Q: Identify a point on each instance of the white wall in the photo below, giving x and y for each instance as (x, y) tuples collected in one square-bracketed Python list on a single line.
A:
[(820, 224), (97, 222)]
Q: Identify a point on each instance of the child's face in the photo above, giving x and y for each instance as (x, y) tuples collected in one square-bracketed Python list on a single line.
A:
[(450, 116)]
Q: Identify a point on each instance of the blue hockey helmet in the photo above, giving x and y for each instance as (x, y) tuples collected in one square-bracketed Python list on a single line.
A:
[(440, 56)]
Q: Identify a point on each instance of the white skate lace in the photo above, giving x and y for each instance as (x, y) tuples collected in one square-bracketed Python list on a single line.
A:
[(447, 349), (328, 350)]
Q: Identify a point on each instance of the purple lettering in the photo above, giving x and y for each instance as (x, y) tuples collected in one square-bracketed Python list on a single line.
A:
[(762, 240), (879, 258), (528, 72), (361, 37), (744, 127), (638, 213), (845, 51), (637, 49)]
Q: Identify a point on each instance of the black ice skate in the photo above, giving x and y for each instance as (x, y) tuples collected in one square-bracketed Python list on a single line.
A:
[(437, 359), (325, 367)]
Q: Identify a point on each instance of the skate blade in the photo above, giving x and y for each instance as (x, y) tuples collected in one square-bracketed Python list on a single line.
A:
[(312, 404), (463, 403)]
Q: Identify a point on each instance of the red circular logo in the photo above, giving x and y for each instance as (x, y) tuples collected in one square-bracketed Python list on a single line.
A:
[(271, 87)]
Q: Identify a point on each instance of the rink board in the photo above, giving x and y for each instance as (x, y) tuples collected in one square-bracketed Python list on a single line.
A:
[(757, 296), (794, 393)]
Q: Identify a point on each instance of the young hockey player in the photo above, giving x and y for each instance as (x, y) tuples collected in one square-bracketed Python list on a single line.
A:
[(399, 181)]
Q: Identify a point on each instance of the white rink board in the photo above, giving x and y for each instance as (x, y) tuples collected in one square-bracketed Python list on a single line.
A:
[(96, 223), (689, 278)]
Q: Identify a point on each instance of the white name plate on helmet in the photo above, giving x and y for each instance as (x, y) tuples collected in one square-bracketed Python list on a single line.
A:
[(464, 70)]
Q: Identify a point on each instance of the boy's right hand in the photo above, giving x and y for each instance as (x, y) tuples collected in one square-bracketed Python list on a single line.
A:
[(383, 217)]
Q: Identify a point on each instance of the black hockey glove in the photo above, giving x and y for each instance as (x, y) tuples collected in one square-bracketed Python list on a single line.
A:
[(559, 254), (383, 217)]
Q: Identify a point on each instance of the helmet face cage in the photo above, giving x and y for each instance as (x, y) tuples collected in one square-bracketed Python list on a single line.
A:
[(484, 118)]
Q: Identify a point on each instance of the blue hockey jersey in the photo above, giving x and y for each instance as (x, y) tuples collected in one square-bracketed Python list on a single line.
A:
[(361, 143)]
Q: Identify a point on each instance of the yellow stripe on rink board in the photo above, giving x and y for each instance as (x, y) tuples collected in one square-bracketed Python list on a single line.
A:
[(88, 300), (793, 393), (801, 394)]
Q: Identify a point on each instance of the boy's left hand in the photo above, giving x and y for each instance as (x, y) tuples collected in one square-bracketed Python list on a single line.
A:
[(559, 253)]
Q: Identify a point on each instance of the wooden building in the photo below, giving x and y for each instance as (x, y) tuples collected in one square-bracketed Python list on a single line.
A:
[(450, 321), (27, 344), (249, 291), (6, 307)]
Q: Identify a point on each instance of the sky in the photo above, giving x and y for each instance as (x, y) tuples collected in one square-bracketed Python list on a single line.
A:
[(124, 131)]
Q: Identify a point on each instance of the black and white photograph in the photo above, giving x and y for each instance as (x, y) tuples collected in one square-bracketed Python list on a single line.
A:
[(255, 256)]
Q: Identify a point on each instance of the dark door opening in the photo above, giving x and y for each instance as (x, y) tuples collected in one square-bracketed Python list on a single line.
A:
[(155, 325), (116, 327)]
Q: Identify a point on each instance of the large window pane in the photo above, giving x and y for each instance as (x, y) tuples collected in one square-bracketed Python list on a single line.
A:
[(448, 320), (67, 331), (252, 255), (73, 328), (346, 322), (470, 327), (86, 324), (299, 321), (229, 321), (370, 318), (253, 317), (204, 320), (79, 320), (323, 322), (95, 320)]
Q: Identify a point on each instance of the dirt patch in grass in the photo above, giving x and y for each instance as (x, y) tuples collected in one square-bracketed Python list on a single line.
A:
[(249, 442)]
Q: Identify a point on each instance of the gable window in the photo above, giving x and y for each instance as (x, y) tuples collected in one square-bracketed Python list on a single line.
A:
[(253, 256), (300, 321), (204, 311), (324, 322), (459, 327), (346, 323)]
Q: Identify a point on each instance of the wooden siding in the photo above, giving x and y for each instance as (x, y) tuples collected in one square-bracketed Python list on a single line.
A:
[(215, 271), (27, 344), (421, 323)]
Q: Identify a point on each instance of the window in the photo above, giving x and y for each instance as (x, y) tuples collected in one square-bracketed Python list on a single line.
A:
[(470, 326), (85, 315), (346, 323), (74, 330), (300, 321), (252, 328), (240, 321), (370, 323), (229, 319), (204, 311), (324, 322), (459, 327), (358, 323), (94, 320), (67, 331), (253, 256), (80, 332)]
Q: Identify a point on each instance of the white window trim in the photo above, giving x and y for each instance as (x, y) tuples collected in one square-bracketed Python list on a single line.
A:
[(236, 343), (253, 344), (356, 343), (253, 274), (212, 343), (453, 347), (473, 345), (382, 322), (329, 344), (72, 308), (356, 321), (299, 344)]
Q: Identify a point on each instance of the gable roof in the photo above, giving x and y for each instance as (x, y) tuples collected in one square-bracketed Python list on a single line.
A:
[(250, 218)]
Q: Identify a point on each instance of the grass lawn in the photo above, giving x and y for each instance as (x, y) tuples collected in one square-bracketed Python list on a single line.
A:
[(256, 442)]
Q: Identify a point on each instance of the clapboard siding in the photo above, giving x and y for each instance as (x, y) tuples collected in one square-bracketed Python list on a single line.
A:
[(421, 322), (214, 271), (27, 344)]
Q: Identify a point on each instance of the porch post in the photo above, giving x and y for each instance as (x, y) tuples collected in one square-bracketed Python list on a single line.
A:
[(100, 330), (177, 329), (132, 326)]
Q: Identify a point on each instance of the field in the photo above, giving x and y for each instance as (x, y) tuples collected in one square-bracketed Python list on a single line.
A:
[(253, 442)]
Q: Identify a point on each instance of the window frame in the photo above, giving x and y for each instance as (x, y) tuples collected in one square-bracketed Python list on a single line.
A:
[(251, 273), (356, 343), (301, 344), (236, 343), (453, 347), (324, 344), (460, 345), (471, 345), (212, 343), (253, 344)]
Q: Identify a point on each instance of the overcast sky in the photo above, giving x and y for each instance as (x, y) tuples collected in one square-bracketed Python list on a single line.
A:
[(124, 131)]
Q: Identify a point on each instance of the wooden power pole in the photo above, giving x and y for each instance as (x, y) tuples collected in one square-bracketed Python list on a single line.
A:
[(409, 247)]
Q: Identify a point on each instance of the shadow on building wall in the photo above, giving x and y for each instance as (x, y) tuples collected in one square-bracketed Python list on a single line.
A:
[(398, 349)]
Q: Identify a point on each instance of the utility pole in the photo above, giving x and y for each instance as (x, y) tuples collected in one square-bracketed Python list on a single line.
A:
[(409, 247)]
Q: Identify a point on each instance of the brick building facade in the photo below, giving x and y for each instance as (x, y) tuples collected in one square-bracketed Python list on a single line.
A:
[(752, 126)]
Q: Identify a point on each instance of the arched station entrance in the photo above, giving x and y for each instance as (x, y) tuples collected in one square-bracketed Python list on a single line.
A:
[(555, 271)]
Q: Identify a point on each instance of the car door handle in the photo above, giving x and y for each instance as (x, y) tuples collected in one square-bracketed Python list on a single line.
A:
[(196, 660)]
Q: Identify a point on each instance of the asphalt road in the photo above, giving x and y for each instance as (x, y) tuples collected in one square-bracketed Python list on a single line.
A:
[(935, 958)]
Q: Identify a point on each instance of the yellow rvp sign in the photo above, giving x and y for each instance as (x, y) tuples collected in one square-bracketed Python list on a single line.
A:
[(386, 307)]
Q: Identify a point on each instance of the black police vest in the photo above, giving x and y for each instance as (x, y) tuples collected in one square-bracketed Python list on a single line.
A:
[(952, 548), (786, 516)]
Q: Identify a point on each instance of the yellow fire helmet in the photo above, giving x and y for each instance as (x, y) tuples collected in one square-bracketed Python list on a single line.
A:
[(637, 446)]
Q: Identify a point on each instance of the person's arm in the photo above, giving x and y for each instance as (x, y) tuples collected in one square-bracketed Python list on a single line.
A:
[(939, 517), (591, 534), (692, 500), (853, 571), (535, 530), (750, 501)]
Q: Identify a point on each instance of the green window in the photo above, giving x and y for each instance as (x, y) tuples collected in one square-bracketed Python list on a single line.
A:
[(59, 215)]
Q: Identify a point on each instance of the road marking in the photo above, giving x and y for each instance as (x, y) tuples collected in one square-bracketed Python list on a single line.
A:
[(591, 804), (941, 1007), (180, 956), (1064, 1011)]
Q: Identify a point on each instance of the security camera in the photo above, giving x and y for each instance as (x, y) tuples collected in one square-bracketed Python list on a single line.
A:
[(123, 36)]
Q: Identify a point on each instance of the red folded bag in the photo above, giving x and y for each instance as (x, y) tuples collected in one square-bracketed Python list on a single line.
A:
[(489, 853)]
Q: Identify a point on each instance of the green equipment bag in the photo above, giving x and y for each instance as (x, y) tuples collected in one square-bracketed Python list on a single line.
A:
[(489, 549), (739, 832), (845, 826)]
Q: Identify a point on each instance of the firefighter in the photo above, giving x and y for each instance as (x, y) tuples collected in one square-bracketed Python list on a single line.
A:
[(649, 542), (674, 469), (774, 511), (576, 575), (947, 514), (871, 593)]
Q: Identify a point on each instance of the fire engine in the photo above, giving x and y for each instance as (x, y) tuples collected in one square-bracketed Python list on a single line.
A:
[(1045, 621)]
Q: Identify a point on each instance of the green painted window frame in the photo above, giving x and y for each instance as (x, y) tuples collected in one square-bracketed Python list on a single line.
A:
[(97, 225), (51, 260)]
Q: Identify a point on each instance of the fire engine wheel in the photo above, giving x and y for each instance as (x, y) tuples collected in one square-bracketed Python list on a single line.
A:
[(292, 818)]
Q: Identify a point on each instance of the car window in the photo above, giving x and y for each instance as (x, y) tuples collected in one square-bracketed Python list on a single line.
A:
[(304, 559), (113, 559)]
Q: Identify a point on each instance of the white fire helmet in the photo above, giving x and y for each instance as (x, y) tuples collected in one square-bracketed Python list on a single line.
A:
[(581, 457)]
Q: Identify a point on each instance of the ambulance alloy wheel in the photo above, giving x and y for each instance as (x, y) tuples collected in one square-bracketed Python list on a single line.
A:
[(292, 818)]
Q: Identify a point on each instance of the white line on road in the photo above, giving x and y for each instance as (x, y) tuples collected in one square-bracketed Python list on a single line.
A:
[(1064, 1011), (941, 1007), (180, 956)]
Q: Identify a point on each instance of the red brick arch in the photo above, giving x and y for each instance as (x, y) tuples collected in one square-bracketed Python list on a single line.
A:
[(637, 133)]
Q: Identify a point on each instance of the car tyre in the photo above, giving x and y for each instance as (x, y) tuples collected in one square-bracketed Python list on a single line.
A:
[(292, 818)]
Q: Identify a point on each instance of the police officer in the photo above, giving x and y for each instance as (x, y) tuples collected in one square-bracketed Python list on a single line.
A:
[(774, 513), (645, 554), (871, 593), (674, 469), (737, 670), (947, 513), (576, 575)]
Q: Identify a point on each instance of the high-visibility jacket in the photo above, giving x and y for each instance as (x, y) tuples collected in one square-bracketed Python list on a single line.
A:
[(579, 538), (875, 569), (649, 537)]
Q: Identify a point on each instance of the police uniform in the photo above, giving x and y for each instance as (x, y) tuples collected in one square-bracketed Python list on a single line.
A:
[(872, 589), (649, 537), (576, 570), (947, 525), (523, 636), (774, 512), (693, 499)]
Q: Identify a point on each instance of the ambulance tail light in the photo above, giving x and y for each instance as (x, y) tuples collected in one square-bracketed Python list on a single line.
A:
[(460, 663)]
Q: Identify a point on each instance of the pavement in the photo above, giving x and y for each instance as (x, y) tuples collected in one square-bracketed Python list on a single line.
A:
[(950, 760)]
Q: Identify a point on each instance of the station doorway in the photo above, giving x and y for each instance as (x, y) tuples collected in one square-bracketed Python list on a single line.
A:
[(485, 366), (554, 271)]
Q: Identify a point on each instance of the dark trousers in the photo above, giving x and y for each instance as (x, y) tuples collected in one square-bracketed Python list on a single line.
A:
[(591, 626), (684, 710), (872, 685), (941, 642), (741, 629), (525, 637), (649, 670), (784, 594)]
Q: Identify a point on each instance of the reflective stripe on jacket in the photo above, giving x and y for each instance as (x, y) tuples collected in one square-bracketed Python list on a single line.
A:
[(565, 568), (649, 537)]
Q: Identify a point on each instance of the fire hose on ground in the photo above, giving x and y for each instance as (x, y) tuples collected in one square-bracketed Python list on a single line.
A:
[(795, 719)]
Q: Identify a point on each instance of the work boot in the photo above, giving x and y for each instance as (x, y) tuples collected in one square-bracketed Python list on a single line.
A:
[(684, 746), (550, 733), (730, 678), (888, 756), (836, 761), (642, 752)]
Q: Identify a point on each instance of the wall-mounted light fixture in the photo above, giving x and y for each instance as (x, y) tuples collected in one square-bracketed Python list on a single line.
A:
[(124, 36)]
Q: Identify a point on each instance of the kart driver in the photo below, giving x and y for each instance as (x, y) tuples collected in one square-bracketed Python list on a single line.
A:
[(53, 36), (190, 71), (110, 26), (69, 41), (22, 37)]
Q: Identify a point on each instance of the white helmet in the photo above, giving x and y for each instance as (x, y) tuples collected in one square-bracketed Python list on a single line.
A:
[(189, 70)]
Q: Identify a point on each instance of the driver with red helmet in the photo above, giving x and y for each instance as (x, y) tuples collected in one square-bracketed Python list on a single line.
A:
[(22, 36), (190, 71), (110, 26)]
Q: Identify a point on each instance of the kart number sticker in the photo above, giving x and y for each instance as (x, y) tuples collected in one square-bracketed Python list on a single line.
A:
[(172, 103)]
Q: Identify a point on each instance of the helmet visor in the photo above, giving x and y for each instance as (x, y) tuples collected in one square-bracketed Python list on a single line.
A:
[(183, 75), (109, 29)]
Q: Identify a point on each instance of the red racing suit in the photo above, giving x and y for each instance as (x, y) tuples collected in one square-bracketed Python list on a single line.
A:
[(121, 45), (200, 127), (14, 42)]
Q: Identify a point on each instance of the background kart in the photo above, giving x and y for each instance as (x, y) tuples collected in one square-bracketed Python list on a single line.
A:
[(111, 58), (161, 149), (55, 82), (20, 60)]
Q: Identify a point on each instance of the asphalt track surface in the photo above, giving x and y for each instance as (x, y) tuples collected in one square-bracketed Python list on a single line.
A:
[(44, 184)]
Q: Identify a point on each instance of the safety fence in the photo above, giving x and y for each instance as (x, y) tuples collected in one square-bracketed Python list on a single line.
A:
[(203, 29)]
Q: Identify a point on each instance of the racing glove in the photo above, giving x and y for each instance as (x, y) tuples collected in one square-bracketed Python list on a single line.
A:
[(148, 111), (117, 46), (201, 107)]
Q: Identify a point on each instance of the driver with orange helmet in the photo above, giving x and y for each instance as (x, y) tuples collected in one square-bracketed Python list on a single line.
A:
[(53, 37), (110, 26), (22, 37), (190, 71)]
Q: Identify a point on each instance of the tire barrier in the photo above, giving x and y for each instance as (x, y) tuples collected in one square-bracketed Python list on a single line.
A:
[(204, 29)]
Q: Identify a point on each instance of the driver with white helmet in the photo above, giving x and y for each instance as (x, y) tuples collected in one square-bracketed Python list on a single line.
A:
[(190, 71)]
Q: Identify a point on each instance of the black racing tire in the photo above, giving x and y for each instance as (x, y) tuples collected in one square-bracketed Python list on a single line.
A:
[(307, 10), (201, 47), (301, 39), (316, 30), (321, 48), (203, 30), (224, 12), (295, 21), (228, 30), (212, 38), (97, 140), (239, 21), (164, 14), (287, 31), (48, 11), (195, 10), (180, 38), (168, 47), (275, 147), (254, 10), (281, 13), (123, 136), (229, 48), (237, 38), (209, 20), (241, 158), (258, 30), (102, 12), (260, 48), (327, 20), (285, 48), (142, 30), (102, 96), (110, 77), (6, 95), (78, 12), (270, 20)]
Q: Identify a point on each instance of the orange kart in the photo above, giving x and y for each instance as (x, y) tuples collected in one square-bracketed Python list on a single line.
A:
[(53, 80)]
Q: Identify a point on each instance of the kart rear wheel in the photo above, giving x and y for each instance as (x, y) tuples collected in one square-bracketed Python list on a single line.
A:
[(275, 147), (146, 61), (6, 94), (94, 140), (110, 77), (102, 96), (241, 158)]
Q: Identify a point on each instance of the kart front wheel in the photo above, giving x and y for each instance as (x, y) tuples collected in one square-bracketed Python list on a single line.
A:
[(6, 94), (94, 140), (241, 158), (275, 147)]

════

What to do
Pull out every line from the one with "Q: Identify a point on each instance of the kart rear" to the end of the listing, and output only those.

Answer to the exercise
Q: Identify a point on each instance of the kart rear wheel in the photo above, giving x and y for each instance as (x, y) tuples collected in one square-bracketed Python list on a single line.
A:
[(275, 147), (146, 61), (6, 94), (94, 140), (110, 77), (102, 96), (241, 158)]
Q: Identify a point on each instance of the kart front wheel in the photo above, giving x and y for each instance as (x, y) tuples collected in one square-bracketed Python list on a single line.
A:
[(6, 94), (94, 140), (241, 158), (275, 147)]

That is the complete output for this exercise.